Short problem. Print each of the records below word for word, without adding, dropping, or changing anything.

# # # #

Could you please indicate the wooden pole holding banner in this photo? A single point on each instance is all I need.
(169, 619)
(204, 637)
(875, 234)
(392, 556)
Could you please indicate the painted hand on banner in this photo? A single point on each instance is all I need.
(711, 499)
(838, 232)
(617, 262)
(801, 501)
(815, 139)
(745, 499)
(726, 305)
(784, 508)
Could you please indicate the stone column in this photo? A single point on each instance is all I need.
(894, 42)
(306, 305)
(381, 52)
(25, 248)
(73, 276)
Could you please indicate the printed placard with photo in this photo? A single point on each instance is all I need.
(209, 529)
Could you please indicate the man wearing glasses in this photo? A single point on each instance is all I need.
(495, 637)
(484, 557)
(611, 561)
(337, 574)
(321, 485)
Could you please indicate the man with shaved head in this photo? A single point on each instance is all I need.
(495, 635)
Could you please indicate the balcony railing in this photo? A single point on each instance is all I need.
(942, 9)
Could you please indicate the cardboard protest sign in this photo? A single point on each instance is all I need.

# # # #

Solution.
Could you please indicate the wooden pole holding banner in this photo? A single point on each instance is all I need.
(169, 619)
(204, 637)
(875, 234)
(392, 556)
Could you please indicate the painted hand on banner in this photo? A single point on each instance is all I need.
(711, 499)
(838, 232)
(617, 262)
(801, 501)
(815, 139)
(745, 499)
(726, 305)
(784, 508)
Could you please indicate the stone column in this photo? A single point on each instance is all I need.
(894, 42)
(306, 305)
(381, 52)
(25, 248)
(73, 276)
Could you please indicate the printed placard with photo in this photo? A single point on each instance is all I need.
(209, 529)
Could you please indicate the man wearing glasses in this photo? A single point on each instance is all I need.
(495, 637)
(484, 557)
(611, 561)
(337, 574)
(321, 485)
Could you please indicate the man with shaved head in this photo? A single point on each instance is all I need.
(495, 635)
Could you please indicate the balcony railing in this photo? A single point on each instance is all I need.
(942, 9)
Could you please indicate the cardboard protest sign in this photo? A single point on each instance is all I need.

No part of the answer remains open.